**Activity list**
1 > Which people does the report on the Rixon murder sentencing hearing mention by name?
2 > Carry the report on the Rixon murder sentencing hearing forward from its final sentence.

THE killing of Tamworth police officer Senior Constable David Rixon was “spontaneous” and his murderer should not be given life imprisonment, a judge has been told.
Michael Allan Jacobs, 49, appeared in the NSW Supreme Court in Sydney yesterday, wearing prison greens and looking dishevelled and unshaven, to face a final sentence hearing.
His barrister, Tim Hoyle, SC, argued Jacobs did not intend to kill the 40-year-old highway patrol officer, who was a father of six, when he gunned him down in West Tamworth on March 2 last year.
Mr Hoyle said Jacobs was under the influence of amphetamines at the time and his perception that he was being unfairly targeted by Tamworth police was on his mind.
“Rather than being predicated by an intention to kill, it was predicated by a spontaneous, reactive action on his part,” Mr Hoyle told the hearing.
“This whole tragedy occurred in the space of a matter of seconds.
“The decision by Mr Jacobs to pull that weapon out and point it and pull the trigger was a spontaneous reaction influenced to a very large extent by those matters.”
Mr Hoyle has previously argued that the lack of intention means the mandatory life sentence for the murder of a police officer does not apply to Jacobs.
Crown prosecutor Pat Barrett argued the murder was in the worst category of the offence.
“If this case is not the worst category ... my submission is that it falls into the very top end of the offence of murder,” Mr Barrett said.
“It involves the murder of a policeman in the execution of his duty.”

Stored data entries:
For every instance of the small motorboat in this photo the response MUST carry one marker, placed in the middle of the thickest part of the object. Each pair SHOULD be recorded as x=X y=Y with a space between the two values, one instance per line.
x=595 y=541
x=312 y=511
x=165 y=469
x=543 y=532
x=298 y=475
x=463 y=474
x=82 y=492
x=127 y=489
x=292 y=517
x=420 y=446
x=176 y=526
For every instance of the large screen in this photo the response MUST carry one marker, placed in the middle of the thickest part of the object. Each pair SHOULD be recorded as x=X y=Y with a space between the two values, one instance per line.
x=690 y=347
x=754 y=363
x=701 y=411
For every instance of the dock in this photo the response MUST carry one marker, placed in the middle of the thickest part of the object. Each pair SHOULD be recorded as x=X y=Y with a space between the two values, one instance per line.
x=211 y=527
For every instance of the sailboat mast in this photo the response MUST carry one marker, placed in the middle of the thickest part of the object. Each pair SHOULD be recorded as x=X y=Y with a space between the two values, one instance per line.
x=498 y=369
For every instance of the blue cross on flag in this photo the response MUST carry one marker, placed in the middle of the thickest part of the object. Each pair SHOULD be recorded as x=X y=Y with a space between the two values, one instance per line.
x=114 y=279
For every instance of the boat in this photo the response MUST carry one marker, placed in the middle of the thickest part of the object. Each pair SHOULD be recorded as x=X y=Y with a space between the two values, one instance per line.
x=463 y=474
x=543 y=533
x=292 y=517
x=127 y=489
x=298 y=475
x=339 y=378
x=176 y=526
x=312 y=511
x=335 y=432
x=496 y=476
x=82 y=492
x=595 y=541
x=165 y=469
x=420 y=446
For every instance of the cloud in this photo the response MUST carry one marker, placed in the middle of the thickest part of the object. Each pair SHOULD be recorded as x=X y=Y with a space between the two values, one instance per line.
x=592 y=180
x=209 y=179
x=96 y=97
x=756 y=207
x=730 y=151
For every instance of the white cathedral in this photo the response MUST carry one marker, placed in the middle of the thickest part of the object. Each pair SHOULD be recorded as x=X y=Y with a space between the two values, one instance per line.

**Answers for the exercise**
1 > David Rixon, Michael Allan Jacobs, Tim Hoyle, Pat Barrett

2 >
Justice Richard Button said he couldn’t think of a case in the past 25 years where a criminal was given life imprisonment following a finding they did not intend to kill their victim.
“I don’t think there’s a single one,” he said.
It was initially proposed that Jacobs should be sentenced on September 27, but the court heard this was Police Remembrance Day.
“It could be exceptionally painful for the family of the deceased,” Justice Button said.
Jacobs is facing a mandatory sentence of life imprisonment for murdering a police officer after a jury took less than an hour to find him guilty last month.
The trial heard Jacobs shot Senior Constable Rixon in the chest after he was pulled over for a random breath test in Lorraine St, West Tamworth.
Senior Constable Rixon returned fire, hitting Jacobs in the abdomen, leg and shoulder. Jacobs could then be heard screaming: “Die, I’m sorry. Sorry sir, sorry”.
Senior Constable Rixon was rushed to hospital but died a short time later, while Jacobs later underwent life-saving surgery and spent months in Newcastle’s John Hunter Hospital.
Jacobs will be sentenced in Sydney on October 4.